Stored dataset items:

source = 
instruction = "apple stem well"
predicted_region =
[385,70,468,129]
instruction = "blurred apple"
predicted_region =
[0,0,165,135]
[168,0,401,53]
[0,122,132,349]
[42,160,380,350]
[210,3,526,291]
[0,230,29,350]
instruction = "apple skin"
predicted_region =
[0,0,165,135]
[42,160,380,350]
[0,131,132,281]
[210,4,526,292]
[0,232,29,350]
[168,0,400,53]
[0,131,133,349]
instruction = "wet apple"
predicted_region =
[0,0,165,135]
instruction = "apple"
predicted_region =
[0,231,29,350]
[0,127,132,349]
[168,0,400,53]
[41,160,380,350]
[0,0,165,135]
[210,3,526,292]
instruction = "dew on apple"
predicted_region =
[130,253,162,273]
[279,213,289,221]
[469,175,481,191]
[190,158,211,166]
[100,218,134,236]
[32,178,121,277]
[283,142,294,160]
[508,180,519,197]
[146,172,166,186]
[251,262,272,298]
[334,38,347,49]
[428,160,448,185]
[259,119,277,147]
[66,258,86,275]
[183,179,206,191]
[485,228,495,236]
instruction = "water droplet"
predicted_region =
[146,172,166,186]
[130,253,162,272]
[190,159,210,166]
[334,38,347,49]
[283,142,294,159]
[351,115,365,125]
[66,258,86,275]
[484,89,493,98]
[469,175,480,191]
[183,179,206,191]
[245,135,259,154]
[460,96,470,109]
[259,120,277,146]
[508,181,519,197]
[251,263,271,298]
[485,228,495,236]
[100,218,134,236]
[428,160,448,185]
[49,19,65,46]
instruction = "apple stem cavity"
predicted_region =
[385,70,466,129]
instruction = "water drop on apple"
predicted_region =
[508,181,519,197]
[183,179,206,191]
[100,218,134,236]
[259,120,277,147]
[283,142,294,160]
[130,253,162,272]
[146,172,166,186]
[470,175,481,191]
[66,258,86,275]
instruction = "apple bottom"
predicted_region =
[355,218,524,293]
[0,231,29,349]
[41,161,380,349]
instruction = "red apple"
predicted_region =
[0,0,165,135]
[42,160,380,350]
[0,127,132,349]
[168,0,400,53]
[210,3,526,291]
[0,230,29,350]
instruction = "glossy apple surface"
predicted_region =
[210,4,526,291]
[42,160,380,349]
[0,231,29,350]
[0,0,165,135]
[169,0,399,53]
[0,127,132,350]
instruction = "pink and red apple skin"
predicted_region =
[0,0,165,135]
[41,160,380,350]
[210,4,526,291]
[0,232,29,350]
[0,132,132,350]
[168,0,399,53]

▶ [Instructions for the task]:
Quote the items above word for word, from the first line through the line that contains "[385,70,466,129]".

▶ [Problem solution]:
source = 
instruction = "apple stem well"
predicted_region =
[385,70,468,129]
instruction = "blurred apple"
predicted_region =
[0,0,165,135]
[168,0,401,53]
[0,122,132,349]
[42,160,380,350]
[210,3,526,291]
[0,230,29,350]
instruction = "apple skin"
predicted_region =
[0,0,165,135]
[42,160,380,350]
[0,131,132,281]
[210,4,526,292]
[0,232,29,350]
[168,0,400,53]
[0,131,133,349]
instruction = "wet apple"
predicted_region =
[0,0,165,135]
instruction = "apple"
predicted_region =
[0,231,29,350]
[0,127,132,349]
[168,0,400,53]
[41,160,380,350]
[0,0,165,135]
[210,3,526,292]
instruction = "dew on apple"
predicted_region =
[130,253,162,273]
[279,213,289,221]
[469,175,481,191]
[190,158,211,166]
[100,218,134,236]
[32,178,121,277]
[283,142,294,160]
[508,180,519,197]
[146,172,166,186]
[251,262,272,298]
[334,38,347,49]
[428,160,448,185]
[259,119,277,147]
[66,258,86,275]
[183,179,206,191]
[485,228,495,236]
instruction = "water droplet"
predicted_region =
[146,172,166,186]
[130,253,162,272]
[190,159,210,166]
[334,38,347,49]
[283,142,294,159]
[351,115,365,125]
[66,258,86,275]
[484,89,493,98]
[469,175,480,191]
[183,179,206,191]
[245,135,259,154]
[460,96,470,109]
[259,120,277,146]
[508,181,519,197]
[251,263,271,298]
[485,228,495,236]
[100,218,134,236]
[428,160,448,185]
[49,19,65,46]
instruction = "apple stem cavity"
predicted_region =
[385,70,466,129]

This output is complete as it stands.